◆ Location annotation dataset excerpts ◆

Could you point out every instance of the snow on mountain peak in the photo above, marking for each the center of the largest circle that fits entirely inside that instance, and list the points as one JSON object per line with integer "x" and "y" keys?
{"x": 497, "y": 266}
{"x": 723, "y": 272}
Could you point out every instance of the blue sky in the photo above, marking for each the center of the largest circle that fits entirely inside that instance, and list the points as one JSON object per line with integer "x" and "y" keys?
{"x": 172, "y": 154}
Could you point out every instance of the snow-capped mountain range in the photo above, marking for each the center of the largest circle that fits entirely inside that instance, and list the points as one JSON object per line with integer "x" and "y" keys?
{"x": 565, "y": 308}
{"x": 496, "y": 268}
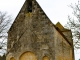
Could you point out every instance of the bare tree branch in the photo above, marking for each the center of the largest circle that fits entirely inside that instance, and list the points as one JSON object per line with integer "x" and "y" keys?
{"x": 5, "y": 23}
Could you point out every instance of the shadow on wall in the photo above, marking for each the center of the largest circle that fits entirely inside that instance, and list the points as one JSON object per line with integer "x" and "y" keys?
{"x": 3, "y": 57}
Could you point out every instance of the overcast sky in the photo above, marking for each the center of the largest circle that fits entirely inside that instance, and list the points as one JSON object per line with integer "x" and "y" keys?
{"x": 56, "y": 10}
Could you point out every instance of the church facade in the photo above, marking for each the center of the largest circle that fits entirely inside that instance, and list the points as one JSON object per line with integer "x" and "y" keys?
{"x": 33, "y": 36}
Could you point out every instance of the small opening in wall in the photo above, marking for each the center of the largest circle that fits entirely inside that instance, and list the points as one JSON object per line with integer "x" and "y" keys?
{"x": 30, "y": 7}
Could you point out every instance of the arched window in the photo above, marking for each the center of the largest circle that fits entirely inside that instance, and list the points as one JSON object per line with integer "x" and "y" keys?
{"x": 45, "y": 58}
{"x": 28, "y": 56}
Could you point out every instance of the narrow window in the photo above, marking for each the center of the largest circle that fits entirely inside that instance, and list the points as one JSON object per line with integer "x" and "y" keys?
{"x": 30, "y": 7}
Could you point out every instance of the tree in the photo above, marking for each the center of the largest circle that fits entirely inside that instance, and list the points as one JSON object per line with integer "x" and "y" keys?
{"x": 5, "y": 23}
{"x": 74, "y": 24}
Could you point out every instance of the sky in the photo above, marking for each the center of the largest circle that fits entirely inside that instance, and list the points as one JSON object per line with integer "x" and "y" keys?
{"x": 56, "y": 10}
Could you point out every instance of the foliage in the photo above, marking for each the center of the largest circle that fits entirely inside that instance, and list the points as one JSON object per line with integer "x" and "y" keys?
{"x": 74, "y": 24}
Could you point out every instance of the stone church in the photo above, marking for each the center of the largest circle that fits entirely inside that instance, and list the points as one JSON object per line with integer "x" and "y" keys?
{"x": 33, "y": 36}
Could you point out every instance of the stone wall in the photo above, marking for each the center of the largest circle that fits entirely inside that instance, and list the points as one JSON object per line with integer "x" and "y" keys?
{"x": 33, "y": 34}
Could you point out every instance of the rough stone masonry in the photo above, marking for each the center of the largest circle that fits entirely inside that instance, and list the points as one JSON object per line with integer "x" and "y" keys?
{"x": 33, "y": 36}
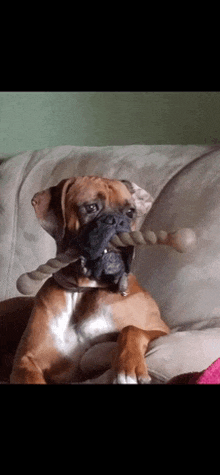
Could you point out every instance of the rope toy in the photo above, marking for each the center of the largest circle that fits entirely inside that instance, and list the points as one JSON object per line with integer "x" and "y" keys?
{"x": 183, "y": 240}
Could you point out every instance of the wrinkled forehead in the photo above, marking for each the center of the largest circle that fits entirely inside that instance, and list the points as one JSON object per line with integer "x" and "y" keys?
{"x": 86, "y": 189}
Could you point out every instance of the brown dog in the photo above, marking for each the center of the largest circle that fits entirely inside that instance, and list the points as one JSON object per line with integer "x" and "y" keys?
{"x": 86, "y": 302}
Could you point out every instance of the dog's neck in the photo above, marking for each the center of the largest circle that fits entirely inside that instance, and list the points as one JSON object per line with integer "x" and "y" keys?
{"x": 71, "y": 278}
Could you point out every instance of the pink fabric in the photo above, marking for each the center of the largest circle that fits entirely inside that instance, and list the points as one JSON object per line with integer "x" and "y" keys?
{"x": 211, "y": 375}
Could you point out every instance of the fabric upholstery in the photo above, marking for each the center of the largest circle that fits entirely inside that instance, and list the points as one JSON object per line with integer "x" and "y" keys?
{"x": 184, "y": 182}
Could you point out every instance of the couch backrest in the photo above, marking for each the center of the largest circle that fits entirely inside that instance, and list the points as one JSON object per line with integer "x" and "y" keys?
{"x": 159, "y": 169}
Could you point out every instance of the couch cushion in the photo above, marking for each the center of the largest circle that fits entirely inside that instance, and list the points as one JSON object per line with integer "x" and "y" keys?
{"x": 186, "y": 286}
{"x": 24, "y": 245}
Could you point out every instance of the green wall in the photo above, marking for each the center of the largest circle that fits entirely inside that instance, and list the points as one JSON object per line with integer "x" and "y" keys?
{"x": 35, "y": 120}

◆ EXERCISE REQUIREMENTS ◆
Omit the pictures and reproduce the listing exactly.

◆ OUTPUT FOR THIS TASK ◆
Could you point out every instance of the snow on mountain peak in the photo above, marking for each the center of the largest circle that fits entirely inside that instance, and list the points as one JSON object per line with integer "x" and "y" keys?
{"x": 497, "y": 266}
{"x": 723, "y": 272}
Could you point out every instance of the blue sky in the photo above, marking for each the center of the largest circle that fits entirely inside that instance, and list the points as one JSON object per line with integer "x" and "y" keys?
{"x": 172, "y": 154}
Could you point out every instance of the snow-capped mountain range in the photo above, marking for each the center of the largest circle that fits entirely inside that instance, and list the points as one JSON object per line with integer "x" and "y" keys?
{"x": 565, "y": 308}
{"x": 496, "y": 268}
Could you point out every instance of the bare tree branch in the photo above, marking for each the center of the largest circle that fits entirely inside that instance, and list the points as one JSON object per line with integer "x" and "y" keys?
{"x": 5, "y": 23}
Could you point out every instance of the shadow on wall in the photo above, marking for each the center of the largest circle that fits entirely inside that instance, and list the points as one JSON object per line with integer "x" and "y" keys?
{"x": 3, "y": 57}
Could you point out every instance of the overcast sky in the photo above, marking for each the center of the largest circle that fits entirely inside that instance, and list the points as one JSON object per line with integer "x" and "y" keys?
{"x": 56, "y": 10}
Could you point out every instance of the church facade in the photo above, marking for each the center of the largest circle that fits entirely inside that instance, and list the points as one JSON object per line with integer "x" and "y" keys?
{"x": 33, "y": 36}
Could you point out every instance of the small opening in wall in the photo above, marking for each the center of the largest circle that fits entirely inside that instance, and list the points as one JSON object per line with integer "x" and "y" keys?
{"x": 30, "y": 7}
Could you point out every instance of the arched window in the photo above, marking for each the center of the largest circle that fits entirely inside that instance, and list the points as one JSON object per line with integer "x" and "y" keys?
{"x": 45, "y": 58}
{"x": 28, "y": 56}
Could you point out every instance of the narrow window in the photo above, marking for each the center of the largest circle that fits entirely inside that instance, and list the points as one JSON object per line with integer "x" and "y" keys?
{"x": 30, "y": 7}
Could you point out every instance of the tree in the photo above, marking for each the center of the largest circle that fits entirely inside that instance, and list the points as one JSON object per line with integer "x" and "y" keys?
{"x": 5, "y": 23}
{"x": 74, "y": 24}
Could you point out every instance of the sky in the photo above, marking for each the center of the largest circle that fits entirely inside that instance, and list the points as one JSON object per line with integer "x" and "y" keys?
{"x": 56, "y": 10}
Could you point out every instance of the foliage in the photo above, marking for each the center of the largest circle that fits entirely inside that instance, and list the points as one JSON object per line with integer "x" and "y" keys?
{"x": 74, "y": 24}
Could you point out every instance of the stone church in the photo above, marking for each the center of the largest circle that fits entirely inside that instance, and list the points as one JSON object per line with integer "x" and "y" keys?
{"x": 33, "y": 36}
Could you point out every instance of the stone wall in the photo above, marking for each the center of the largest circle that fits entirely inside that instance, and list the points as one JSON object per line with integer "x" and "y" keys?
{"x": 33, "y": 34}
Could you point out every instance of the rough stone masonry in the photo above, marking for each the center of the largest circle that fits entirely inside that instance, and list the points as one JSON object per line with integer "x" and "y" keys?
{"x": 33, "y": 36}
Could you point out every instance of the rope toy in the photo above, marking for each the center of the largest circle that fits entirely inside that instance, and list the points as one JSON object per line with integer "x" and "y" keys?
{"x": 183, "y": 240}
Could you point out every instance of the wrinkled forehead in the photo above, marking for each the center of the largest circle that fits entirely inside that instance, and list the points as one JSON object per line with integer "x" and "y" keys?
{"x": 86, "y": 189}
Could you point out every instance of the brown dog in the photo above, marking for each the center of the largest circle that fits entirely inside that instance, and list the points as one JSON object per line with integer "x" and "y" keys?
{"x": 86, "y": 302}
Could you point out every instance of the dog's neck in the photo above, marking for each the center of the largest circle that fits entirely inside that instance, and list the points as one JSON object per line with integer "x" and "y" keys?
{"x": 71, "y": 278}
Could you point out every instance of the pink fabric in the photo above, marking for each the center of the largest circle that fits entirely inside that instance, and list the points as one JSON object per line with integer "x" and "y" keys?
{"x": 211, "y": 375}
Could you point out every instance of the fabric upholstery in the photo above, marking for each the center of the largest circle that fits entirely inside that instance, and list the points as one JSON object per line with integer "x" and "y" keys?
{"x": 184, "y": 182}
Could you point out every instance of the couch backrest in the photo above, marking for each the center of the largest circle that fits entirely inside that instance, and list the points as one JSON object per line with integer "x" and "y" keys?
{"x": 159, "y": 169}
Could you point out every instance of the couch cushion in the photo above, marking for each the center of the largest circle that fits entirely inside that instance, and list the points as one JSON object per line with integer "x" and "y" keys?
{"x": 186, "y": 286}
{"x": 24, "y": 245}
Could you point out every instance of the green wall in the photo above, marking for each the center of the largest circle that fits entirely inside that instance, and list the points as one JSON object per line with integer "x" and "y" keys?
{"x": 35, "y": 120}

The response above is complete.